Location annotation dataset excerpts:
%%

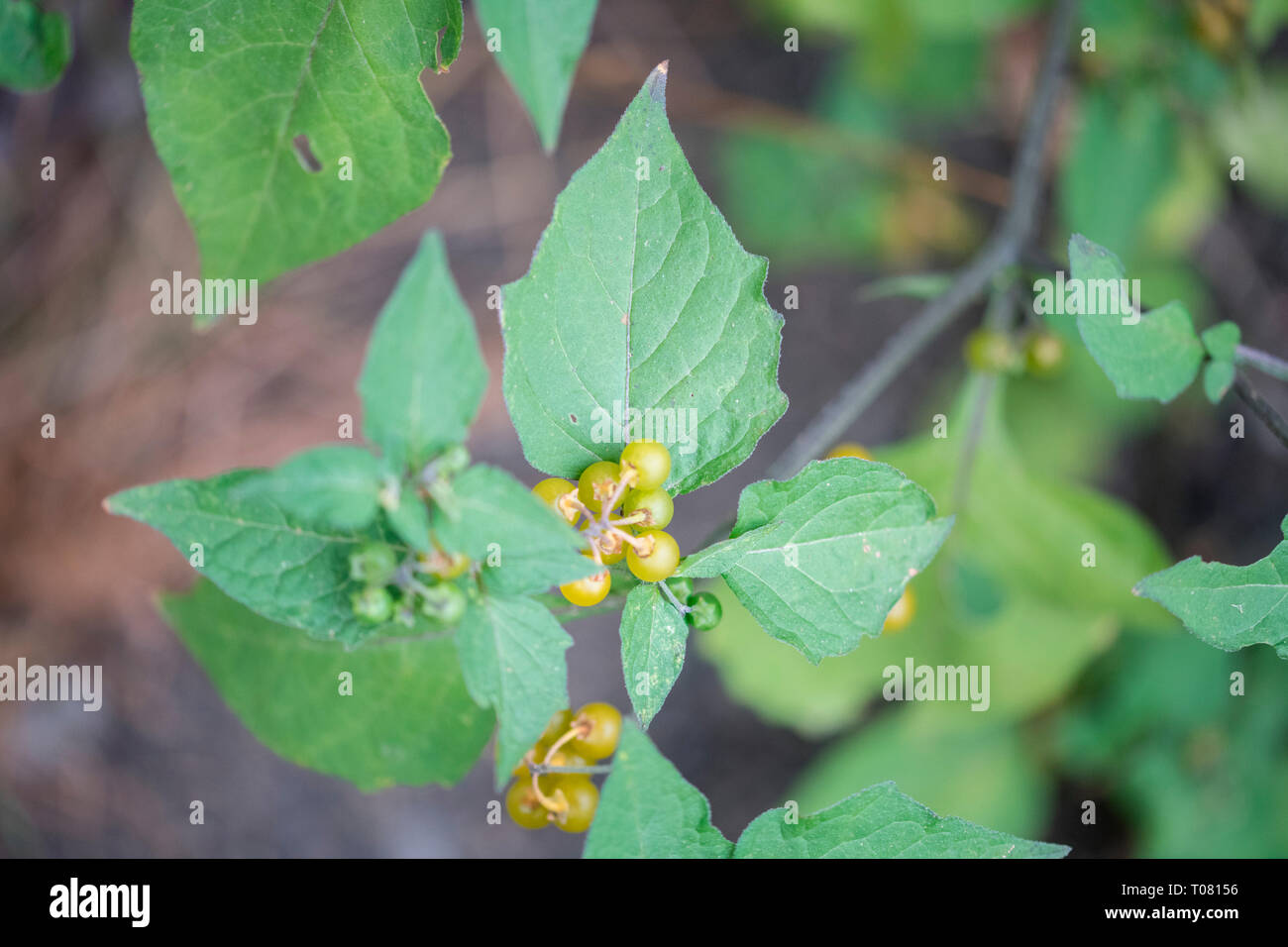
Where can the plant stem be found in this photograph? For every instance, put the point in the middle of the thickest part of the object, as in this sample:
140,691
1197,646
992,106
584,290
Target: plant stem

%%

**REQUEST**. Set down each of the lines above without any change, omitting the pictures from your answer.

**RESPONSE FOR THIS EXERCISE**.
Where can the plant stem be found in this photograph? For every instance, put the point in the middle of the thickest part of the object, as in this sample:
140,691
1197,646
992,106
584,290
Target: plant stem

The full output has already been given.